> _TASKS AND EXERCISES_
**1.** In the Christian Science passage, what did the earnest Christian go to his church each day to receive?
**2.** Print the Christian Science passage word for word from "It is, of course, a" to "own lovely blossom.".

> _DOCUMENT SEGMENT_

Content starts

The whole Christian world stands to benefit enormously by Christian Science healings of this purely spiritual kind, but they owe nothing of course to psychiatry, blind faith healing, or psychosomatic medicine. Their sole model is the Christ-healing that cured that withered hand, wherein it becomes clear that the human mind alone feels sick, the divine Mind alone heals, and Christ's infallible method receives its proper credit for healing in the twentieth century, just as effectively as it did in the first.
It is, of course, a great reassurance to the inquiring Christian to see that Christian Science healing is in fact a revival of Christ-healing based accurately on Jesus' method. This being so, an honest, earnest Christian need no more fear opening his Christianity toward Christian Science, than a bud need fear opening its petals toward its own lovely blossom.
But does this apply to the more serious aspects of Christian theology? This is a good point. The best way to answer it, I think, is to examine the transition of a sincere Christian into Christian Science.
For years, just such an earnest Christian had yearned to understand God properly, in order to gain dominion over evil. To this end he talked with many dedicated churchmen, and prayed a great deal, finally attending his church each day to receive bread and wine in Holy Communion to help him. However, his habit of thinking of himself as a sinner seemed but to increase his affinity with evil, till after years of struggle, he was in a state of hopeless despair. But the Christian Science textbook, which he began to read at this point for the first time in his life, gradually began to change his sense of God, man, and sin in a very radical way. It showed him with full Bible authority that, in reality, God is entirely and only good, and that man, His spiritual likeness, is His naturally good and wholly spiritual child; that therefore God and man are on the same side, and that sin is merely a serious false belief about man, over which God gives us full dominion. From this, the man slowly began now to class evil as a detached and foreign lie, rather than his own inseparable and native weakness; and to challenge it accordingly as a presumptuous illusion, an upstart untruth.
As the result, he began to feel hope, encouragement, and some dominion for the first time in his long struggle; indeed, these wholesome, spiritual truths were veritable bread and wine to his hungering heart. But even better, he could tell from the improvements gradually taking place in his attitudes and habits that his spiritual communion with God, divine Truth, was proving genuinely effective, at last.
Mrs. Eddy says: "Whatever materializes worship hinders man's spiritual growth and keeps him from demonstrating his power over error" (Science and Health, p. 4). From this passage, the man gradually realized that in his particular worship, he had permitted material symbols instituted in remembrance of Jesus to take the place of the Christ, the spiritual truth of God and man, which Jesus proved to be the only genuine reformer of sinners.
Of course, he realized that in his former church, the symbols of communion were intended to point to a higher truth, but it was Christian Science which unfolded this higher truth to him in all its power and significance. Indeed, he gradually saw that in his worship of Spirit there had been a fundamental error namely, faith in matter as a means of reaching Spirit. This error Christian Science showed him was interfering with the purity of his communion with Spirit. When it was already beginning to be thinned away a little from his thought, through his growing sense of the allness of Spirit, the man read this statement in Science and Health: "If Christ, Truth, has come to us in demonstration, no other commemoration is requisite, for demonstration is Immanuel, or God with us; and if a friend be with us, why need we memorials of that friend?" (Science and Health, p. 34).

Content ends

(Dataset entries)
Content starts

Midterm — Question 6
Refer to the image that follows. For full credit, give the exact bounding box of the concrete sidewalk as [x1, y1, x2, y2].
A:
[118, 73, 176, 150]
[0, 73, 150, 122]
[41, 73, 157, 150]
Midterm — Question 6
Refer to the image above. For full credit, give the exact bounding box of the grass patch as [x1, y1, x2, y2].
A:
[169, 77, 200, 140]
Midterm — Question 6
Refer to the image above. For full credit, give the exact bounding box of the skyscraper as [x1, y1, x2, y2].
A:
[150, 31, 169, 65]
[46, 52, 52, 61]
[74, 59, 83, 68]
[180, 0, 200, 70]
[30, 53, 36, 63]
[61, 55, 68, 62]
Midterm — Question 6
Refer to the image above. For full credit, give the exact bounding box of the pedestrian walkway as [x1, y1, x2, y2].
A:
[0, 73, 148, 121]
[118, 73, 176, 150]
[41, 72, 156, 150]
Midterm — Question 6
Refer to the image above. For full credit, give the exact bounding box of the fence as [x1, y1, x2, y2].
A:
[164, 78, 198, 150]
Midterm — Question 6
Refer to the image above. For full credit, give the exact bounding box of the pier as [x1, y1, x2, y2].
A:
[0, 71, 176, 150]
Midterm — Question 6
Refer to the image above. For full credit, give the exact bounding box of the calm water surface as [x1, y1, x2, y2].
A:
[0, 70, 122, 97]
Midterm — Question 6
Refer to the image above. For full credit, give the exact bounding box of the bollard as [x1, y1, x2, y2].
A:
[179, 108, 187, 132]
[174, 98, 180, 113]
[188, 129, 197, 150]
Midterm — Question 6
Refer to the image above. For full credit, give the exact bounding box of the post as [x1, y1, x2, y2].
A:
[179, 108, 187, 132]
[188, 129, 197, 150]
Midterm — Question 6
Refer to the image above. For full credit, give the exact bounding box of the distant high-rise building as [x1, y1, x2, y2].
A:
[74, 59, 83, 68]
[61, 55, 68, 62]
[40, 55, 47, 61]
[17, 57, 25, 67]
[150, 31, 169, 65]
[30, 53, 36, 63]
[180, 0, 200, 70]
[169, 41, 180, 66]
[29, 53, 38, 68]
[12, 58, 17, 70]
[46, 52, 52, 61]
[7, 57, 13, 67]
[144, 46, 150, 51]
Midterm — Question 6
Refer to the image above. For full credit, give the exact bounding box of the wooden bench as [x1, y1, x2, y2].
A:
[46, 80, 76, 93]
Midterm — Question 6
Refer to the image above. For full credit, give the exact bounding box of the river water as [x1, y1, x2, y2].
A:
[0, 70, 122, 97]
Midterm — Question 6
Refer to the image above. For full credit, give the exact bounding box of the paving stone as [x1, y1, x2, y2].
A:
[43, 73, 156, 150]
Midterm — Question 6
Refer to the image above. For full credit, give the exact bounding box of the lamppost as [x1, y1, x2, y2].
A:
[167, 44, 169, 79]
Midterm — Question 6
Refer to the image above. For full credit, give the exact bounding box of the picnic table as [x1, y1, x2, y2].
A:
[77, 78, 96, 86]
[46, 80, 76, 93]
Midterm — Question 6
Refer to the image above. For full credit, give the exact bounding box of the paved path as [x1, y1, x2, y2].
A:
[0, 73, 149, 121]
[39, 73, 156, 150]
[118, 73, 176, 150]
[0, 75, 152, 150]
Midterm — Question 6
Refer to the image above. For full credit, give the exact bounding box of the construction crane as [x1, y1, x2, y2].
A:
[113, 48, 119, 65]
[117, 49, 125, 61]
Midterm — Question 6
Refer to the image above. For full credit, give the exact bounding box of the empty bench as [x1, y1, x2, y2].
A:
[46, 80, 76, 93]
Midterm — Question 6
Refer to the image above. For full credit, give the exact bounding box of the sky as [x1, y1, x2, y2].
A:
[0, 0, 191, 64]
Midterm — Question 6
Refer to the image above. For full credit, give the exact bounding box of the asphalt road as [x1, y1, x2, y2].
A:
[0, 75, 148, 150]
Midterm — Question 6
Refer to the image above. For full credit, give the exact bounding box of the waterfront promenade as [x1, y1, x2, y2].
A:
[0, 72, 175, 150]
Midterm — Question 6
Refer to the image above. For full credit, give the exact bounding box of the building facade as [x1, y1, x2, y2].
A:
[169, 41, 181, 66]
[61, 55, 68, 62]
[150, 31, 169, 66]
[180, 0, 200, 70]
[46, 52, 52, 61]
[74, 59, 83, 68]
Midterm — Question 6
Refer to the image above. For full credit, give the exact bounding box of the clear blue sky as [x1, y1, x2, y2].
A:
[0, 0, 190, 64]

Content ends

> _ANSWER LIST_
**1.** He went to receive bread and wine in Holy Communion.

**2.**
It is, of course, a great reassurance to the inquiring Christian to see that Christian Science healing is in fact a revival of Christ-healing based accurately on Jesus' method. This being so, an honest, earnest Christian need no more fear opening his Christianity toward Christian Science, than a bud need fear opening its petals toward its own lovely blossom.